----- 原文
D27_ALG 101-Unit 6

LIOJ 1041：String trim

• 解題想法：一開始是想碰到字以後就結束，但是字不一定是英文字母，也有可能是標點符號或其他之類的，那這樣就不成立了。另外一個重點是，這樣寫沒辦法去掉後面的空白。

function solve(lines) {
    let s = lines[0]
    console.log(trim(s))
    //BTW, 寫成這樣就好了 console.log(trim(lines[0]))
}

// LIOJ 1041：String trim
function trim(str) {
    let result = ''
    for(let i=0; i<str.length; i++) {
        // if(str[i] >= a && str[i] <= z) {
        //  break
        // } 
        if(str[i] !== ' ') {
            result += str[i]
        }
    }
    return str
}

• 看了解答發現要分成幾個部份，第一個是去掉前面的空白 + 遇到字以後就留下來；第二個是去掉後面的空白，這時候要用迴圈倒著跑，可是輸入會有問題，因此最後的 result += str[i] 要寫成 result = str[i] + result

• flag variable，reference: What is a flag variable?

A flag variable, in its simplest form, is a variable you define to have one value until some condition is true, in which case you change the variable's value. It is a variable you can use to control the flow of a function or statement, allowing you to check for certain conditions while your function progresses.

• 我把 flag variable 當作是一個條件式，先設為 true or false，當某個條件成立時，在這個案例裡面是「當遇到字串時」

var readline = require('readline');

var lines = []
var rl = readline.createInterface({
  input: process.stdin
});

rl.on('line', function (line) {
  lines.push(line)
});

rl.on('close', function() {
  solve(lines)
})

function solve(lines) {
    console.log(trim(lines[0]))
}

// LIOJ 1041：String trim
function trim(str) {
    let result = ''
    //下面這行是一個 flag variable
    let FrontSpaceEnds = false
    for(let i=0; i<str.length; i++) {
        if(str[i] !== ' ' || FrontSpaceEnds) {
            FrontSpaceEnds = true
            result += str[i]
        }
    }
    let result2 = ''
    let BackSpaceEnds = false
    for(let i=result.length - 1; i>=0; i--) {
        if(result[i] !==  ' ' || BackSpaceEnds) {
            BackSpaceEnds = true
            result2 = result[i] + result2
        }
    }
    return result2
}

LIOJ 1042：String toLowerCase

• Make an imitation of String toLowerCase function

var readline = require('readline');

var lines = []
var rl = readline.createInterface({
  input: process.stdin
});

rl.on('line', function (line) {
  lines.push(line)
----------
**練習題目 A:** 請把原文中「D27_ALG 101-Unit 6」到「console.log(trim(s))」之間的文字（含首尾）一字不差地重打一遍。
原文與清單彼此沒有任何關聯。
----- 給定資料
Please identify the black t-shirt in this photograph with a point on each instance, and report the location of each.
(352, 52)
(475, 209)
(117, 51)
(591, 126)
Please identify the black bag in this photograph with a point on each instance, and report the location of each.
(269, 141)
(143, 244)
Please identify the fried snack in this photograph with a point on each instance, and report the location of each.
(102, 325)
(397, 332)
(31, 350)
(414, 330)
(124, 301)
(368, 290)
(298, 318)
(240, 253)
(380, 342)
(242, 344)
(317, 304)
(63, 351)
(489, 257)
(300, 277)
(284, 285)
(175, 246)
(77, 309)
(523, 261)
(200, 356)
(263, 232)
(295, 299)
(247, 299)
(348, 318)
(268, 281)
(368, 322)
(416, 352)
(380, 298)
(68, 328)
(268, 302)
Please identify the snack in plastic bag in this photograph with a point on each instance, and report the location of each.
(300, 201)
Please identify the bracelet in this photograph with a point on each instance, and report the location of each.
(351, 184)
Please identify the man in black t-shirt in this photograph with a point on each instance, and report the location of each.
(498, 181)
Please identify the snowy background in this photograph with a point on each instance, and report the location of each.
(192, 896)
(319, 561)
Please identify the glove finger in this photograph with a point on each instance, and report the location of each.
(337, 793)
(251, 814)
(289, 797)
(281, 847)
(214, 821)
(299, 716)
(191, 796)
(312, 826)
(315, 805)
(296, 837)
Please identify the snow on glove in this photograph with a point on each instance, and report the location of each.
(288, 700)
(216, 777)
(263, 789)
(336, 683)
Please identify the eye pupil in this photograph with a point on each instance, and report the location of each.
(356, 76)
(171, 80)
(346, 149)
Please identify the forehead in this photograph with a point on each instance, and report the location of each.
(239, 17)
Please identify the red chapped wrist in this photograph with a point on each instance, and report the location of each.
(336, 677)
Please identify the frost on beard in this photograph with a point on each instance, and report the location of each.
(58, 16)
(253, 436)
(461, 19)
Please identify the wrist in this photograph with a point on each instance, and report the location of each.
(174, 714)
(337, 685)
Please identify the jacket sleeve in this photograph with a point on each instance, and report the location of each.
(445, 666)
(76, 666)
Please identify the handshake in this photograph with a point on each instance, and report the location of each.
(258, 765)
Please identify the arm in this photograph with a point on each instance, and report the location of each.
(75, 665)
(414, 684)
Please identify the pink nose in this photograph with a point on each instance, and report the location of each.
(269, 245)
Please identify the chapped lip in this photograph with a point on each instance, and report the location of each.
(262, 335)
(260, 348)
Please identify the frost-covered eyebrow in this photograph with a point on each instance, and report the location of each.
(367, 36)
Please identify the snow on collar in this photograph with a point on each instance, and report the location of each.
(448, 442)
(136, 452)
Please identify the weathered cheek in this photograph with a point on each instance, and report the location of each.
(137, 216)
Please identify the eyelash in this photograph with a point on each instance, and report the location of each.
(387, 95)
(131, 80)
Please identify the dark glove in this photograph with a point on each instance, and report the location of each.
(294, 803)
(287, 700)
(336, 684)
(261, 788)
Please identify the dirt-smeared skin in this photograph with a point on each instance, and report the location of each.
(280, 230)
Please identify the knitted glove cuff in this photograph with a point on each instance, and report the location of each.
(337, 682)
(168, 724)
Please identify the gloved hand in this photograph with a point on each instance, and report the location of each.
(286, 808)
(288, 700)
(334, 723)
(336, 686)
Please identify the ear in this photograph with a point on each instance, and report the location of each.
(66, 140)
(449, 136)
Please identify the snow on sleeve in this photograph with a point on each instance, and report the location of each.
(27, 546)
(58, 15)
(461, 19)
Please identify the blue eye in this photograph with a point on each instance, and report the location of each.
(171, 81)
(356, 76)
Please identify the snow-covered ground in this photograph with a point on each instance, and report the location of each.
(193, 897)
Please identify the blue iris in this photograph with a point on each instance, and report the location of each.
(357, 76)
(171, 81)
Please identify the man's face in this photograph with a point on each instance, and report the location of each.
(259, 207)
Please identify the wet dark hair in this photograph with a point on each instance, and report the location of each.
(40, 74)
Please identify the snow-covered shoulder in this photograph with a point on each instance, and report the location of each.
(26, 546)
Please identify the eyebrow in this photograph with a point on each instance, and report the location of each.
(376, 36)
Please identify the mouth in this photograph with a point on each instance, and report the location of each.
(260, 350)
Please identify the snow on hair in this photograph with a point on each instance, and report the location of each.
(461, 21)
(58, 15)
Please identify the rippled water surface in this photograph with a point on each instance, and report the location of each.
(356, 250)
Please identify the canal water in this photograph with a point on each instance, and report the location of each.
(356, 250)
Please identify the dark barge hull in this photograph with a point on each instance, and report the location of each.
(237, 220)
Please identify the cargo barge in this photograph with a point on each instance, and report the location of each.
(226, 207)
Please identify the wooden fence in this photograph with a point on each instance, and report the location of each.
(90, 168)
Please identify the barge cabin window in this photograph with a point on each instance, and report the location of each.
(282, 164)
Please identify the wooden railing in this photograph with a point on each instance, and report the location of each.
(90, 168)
----------
----- 給定資料
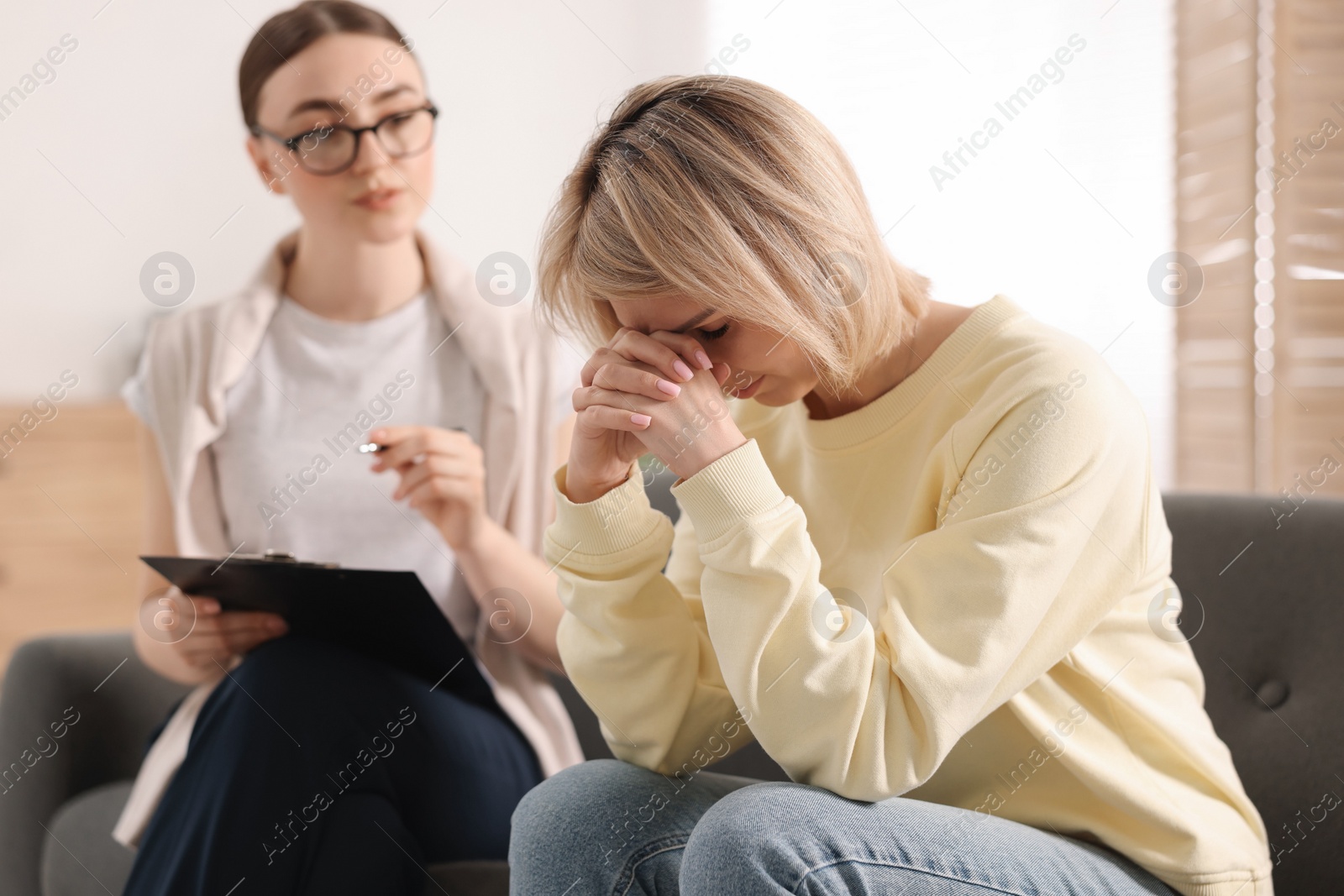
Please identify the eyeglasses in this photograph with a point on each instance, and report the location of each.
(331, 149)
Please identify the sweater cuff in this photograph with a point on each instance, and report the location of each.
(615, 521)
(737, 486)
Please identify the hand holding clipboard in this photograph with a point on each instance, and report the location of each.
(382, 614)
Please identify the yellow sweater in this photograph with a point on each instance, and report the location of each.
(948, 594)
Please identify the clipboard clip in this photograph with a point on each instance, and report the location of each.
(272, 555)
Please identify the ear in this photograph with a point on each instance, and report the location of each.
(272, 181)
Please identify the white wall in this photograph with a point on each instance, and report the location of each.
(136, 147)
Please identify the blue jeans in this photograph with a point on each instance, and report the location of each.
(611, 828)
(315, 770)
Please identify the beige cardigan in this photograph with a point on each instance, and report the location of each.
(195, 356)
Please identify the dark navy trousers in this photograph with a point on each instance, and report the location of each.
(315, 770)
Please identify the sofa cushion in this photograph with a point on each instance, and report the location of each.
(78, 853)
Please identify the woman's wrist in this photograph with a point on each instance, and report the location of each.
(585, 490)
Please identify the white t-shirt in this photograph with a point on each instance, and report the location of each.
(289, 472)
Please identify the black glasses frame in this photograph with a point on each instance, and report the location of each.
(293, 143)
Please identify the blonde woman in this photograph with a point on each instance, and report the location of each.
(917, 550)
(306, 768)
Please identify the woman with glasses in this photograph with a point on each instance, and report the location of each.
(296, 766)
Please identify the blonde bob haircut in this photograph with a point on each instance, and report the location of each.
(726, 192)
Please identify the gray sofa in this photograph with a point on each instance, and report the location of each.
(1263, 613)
----------
----- 給定資料
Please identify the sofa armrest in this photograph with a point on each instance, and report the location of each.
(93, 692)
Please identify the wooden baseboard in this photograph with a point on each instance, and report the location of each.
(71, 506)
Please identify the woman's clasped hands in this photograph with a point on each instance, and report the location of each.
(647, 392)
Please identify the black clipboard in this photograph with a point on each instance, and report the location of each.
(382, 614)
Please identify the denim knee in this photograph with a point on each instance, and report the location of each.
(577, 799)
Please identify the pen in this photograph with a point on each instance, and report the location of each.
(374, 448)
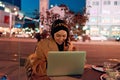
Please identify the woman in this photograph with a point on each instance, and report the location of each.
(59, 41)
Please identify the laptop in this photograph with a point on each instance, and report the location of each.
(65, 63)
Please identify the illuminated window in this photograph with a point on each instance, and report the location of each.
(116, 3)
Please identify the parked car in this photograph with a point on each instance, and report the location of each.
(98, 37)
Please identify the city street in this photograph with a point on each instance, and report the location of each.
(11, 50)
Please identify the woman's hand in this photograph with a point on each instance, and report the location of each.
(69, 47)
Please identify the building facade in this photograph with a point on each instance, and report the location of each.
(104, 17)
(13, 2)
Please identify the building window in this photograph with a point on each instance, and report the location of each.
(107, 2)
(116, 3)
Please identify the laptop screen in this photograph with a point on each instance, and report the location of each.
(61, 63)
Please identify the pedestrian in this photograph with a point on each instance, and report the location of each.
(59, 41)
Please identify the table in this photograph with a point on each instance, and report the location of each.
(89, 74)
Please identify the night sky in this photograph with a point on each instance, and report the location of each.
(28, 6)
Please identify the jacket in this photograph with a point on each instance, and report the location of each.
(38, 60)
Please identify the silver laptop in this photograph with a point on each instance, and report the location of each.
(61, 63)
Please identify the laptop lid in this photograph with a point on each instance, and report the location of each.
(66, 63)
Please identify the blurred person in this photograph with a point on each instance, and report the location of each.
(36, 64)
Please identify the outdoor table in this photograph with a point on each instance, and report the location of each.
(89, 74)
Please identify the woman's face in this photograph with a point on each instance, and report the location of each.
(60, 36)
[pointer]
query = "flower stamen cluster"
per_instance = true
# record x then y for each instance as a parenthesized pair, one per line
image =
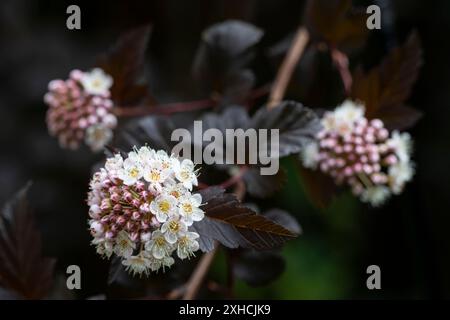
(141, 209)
----------
**練習題目 B:** 請改寫清單中含有「Please identify the woman's wrist」的那一行到含有「(1263, 613)」的那一行之間的各行（含首尾兩行），把其中的「report」換成「state」，其他地方一律不動，只寫出這幾行。

**參考解答 A:**
D27_ALG 101-Unit 6

LIOJ 1041：String trim

• 解題想法：一開始是想碰到字以後就結束，但是字不一定是英文字母，也有可能是標點符號或其他之類的，那這樣就不成立了。另外一個重點是，這樣寫沒辦法去掉後面的空白。

function solve(lines) {
    let s = lines[0]
    console.log(trim(s))

**參考解答 B:**
Please identify the woman's wrist in this photograph with a point on each instance, and state the location of each.
(585, 490)
Please identify the white t-shirt in this photograph with a point on each instance, and state the location of each.
(289, 472)
Please identify the black glasses frame in this photograph with a point on each instance, and state the location of each.
(293, 143)
Please identify the blonde woman in this photograph with a point on each instance, and state the location of each.
(917, 550)
(306, 768)
Please identify the woman with glasses in this photograph with a point on each instance, and state the location of each.
(296, 766)
Please identify the blonde bob haircut in this photograph with a point on each instance, and state the location of each.
(726, 192)
Please identify the gray sofa in this photograph with a point on each instance, and state the location of each.
(1263, 613)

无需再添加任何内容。